WRITTEN INSTRUCTION » Quote the stretch of records from the line that contains "shorts, I would be grateful." through the line that contains "[[[544,164],[543,149],[503,146],[503,193],[543,194]]]", both included, and nothing else.

GIVEN DATA »
_ _ _ _

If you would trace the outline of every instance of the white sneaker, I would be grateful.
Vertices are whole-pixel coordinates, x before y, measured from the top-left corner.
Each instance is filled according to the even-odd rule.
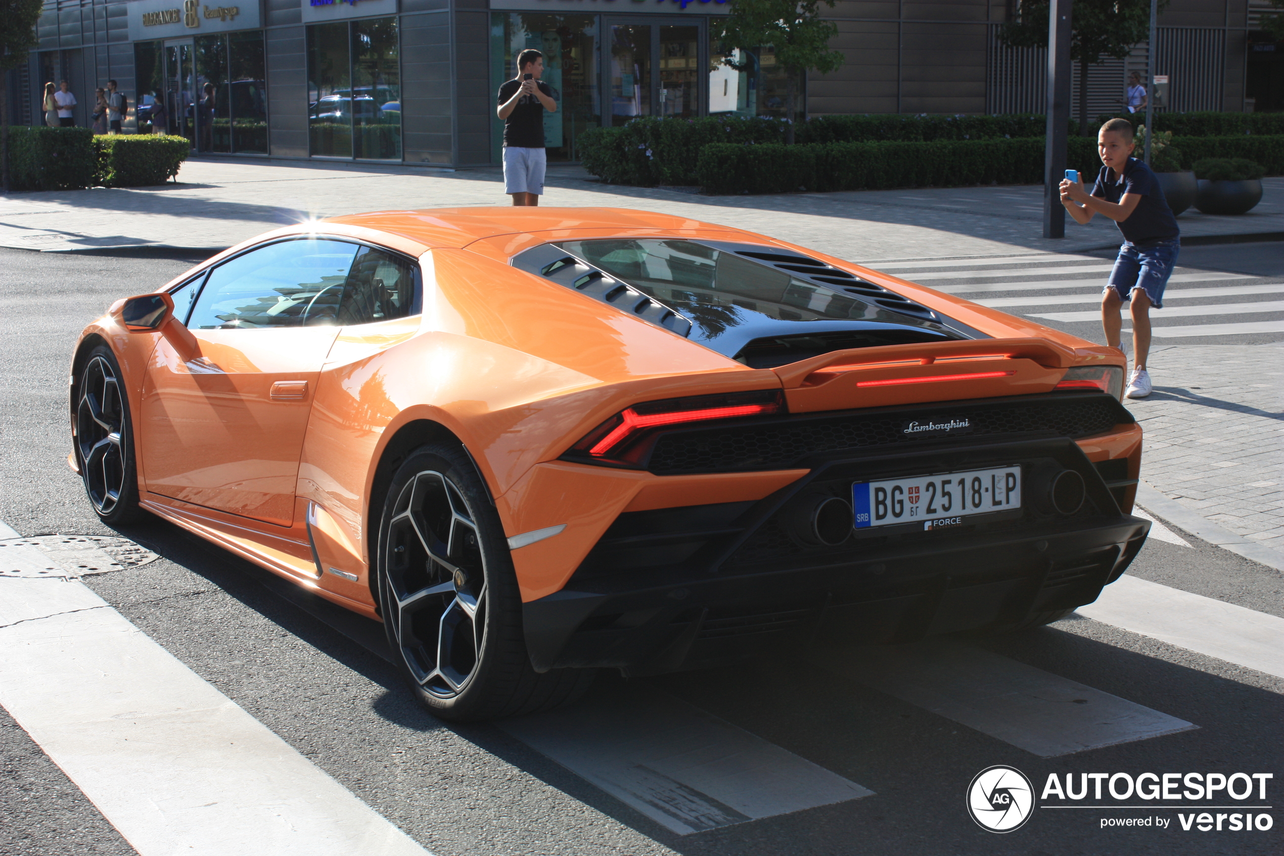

_ _ _ _

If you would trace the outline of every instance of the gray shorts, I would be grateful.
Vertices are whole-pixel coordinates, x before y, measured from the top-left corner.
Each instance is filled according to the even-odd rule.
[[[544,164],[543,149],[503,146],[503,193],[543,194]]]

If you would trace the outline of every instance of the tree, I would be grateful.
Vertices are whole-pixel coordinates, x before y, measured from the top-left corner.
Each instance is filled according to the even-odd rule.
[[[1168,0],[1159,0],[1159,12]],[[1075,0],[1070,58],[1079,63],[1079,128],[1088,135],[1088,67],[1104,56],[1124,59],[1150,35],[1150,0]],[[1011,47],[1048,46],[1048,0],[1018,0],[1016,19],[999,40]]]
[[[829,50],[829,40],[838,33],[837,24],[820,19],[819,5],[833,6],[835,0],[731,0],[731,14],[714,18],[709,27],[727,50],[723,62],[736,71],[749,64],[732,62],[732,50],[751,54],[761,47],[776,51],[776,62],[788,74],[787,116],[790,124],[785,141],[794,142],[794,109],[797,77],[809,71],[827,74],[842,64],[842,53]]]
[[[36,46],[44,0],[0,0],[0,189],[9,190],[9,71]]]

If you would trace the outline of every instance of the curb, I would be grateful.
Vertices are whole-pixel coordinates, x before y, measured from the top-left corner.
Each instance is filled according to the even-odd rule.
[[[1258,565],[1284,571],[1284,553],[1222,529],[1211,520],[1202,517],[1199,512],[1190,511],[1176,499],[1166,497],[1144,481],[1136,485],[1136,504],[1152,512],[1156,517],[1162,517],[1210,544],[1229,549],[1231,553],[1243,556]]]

_ _ _ _

FINAL RESULT »
If you would trace the outline of every instance of the gray shorts, I would be grateful.
Vertices are whole-pixel coordinates, x before y, measured from the top-left corner.
Each instance is filled according to the even-odd rule.
[[[544,164],[543,149],[503,146],[503,193],[543,194]]]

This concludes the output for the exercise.